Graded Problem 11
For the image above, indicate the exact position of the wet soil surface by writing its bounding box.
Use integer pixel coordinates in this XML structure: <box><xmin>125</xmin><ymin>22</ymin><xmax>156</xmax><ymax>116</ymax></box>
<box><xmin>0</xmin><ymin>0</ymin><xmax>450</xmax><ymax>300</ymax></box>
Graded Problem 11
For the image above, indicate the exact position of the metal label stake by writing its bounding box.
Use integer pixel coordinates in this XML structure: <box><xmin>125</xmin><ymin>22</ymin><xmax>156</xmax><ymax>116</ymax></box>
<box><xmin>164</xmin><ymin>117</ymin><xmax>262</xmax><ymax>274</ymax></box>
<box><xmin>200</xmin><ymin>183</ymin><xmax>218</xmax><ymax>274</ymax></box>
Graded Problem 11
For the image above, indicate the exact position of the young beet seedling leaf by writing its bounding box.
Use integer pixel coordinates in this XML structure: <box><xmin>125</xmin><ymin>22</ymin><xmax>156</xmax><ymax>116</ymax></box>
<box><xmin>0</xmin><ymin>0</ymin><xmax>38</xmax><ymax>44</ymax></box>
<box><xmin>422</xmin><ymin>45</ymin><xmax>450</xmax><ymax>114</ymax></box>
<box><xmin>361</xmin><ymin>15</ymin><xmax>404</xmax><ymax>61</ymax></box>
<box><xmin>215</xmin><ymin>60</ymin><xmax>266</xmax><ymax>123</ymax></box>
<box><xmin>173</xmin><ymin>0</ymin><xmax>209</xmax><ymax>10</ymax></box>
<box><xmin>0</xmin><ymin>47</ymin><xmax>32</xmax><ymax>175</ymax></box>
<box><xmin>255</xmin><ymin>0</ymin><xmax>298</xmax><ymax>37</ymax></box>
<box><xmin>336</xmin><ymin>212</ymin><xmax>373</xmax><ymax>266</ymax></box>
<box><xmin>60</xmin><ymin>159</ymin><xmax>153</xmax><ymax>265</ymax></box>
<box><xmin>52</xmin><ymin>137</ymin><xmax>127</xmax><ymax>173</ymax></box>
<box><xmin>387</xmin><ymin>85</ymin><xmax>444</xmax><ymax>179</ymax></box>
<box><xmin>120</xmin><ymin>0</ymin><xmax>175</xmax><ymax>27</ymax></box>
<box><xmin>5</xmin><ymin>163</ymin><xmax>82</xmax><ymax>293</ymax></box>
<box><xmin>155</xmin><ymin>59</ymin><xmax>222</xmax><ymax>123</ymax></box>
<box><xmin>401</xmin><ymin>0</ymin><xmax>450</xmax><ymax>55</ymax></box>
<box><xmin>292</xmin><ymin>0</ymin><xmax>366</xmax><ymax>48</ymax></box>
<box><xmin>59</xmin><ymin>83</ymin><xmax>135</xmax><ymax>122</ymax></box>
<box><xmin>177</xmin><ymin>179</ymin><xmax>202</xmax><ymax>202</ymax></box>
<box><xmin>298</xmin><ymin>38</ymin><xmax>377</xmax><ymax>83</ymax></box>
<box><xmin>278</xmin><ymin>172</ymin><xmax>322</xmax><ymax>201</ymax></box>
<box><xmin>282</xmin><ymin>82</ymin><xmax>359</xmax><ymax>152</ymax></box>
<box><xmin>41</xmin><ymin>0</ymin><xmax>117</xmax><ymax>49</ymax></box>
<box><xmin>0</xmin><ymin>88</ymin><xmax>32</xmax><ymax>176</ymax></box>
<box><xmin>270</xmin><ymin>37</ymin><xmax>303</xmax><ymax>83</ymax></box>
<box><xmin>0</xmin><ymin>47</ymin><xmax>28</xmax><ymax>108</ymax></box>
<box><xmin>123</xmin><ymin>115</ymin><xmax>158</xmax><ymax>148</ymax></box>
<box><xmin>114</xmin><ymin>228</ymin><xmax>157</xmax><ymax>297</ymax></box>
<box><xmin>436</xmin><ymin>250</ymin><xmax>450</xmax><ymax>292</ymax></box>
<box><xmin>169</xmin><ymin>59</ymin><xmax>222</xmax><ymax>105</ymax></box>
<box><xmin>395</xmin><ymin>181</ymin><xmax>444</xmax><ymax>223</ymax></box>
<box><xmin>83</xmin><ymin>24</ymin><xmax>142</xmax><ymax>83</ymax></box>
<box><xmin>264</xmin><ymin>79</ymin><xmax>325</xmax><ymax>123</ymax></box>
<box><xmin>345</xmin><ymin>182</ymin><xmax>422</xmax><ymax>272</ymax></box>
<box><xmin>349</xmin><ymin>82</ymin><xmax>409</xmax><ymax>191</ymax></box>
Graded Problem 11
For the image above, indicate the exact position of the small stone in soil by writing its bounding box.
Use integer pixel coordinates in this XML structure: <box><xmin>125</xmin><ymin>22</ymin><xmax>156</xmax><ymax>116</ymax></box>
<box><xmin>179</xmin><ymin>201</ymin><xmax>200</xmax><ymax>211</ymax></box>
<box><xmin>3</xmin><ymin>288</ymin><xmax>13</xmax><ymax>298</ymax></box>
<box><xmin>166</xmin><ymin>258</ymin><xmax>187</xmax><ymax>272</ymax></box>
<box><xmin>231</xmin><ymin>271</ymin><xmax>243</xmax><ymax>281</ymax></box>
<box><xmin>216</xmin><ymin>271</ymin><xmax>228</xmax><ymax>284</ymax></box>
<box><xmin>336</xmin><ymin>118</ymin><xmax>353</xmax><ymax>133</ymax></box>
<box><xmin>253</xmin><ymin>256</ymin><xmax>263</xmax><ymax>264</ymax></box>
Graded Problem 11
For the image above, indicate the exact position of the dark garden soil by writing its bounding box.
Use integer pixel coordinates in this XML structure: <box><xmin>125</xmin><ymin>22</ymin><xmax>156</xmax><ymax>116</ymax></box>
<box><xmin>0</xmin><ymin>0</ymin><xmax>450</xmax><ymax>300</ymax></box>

== == ==

_Your task_
Report every line of the items above that contains the word "indicate".

_Response to the task_
For the image above, indicate the exact position of the wet soil surface by writing its bounding box.
For the image above, indicate the exact position of the metal label stake by writing its bounding box.
For the image above, indicate the exact position of the young beet seedling leaf by writing its bounding box.
For the image above, indicate the exact position of the small stone in soil by writing its bounding box.
For the image above, indicate the exact position of the dark garden soil by writing its bounding box.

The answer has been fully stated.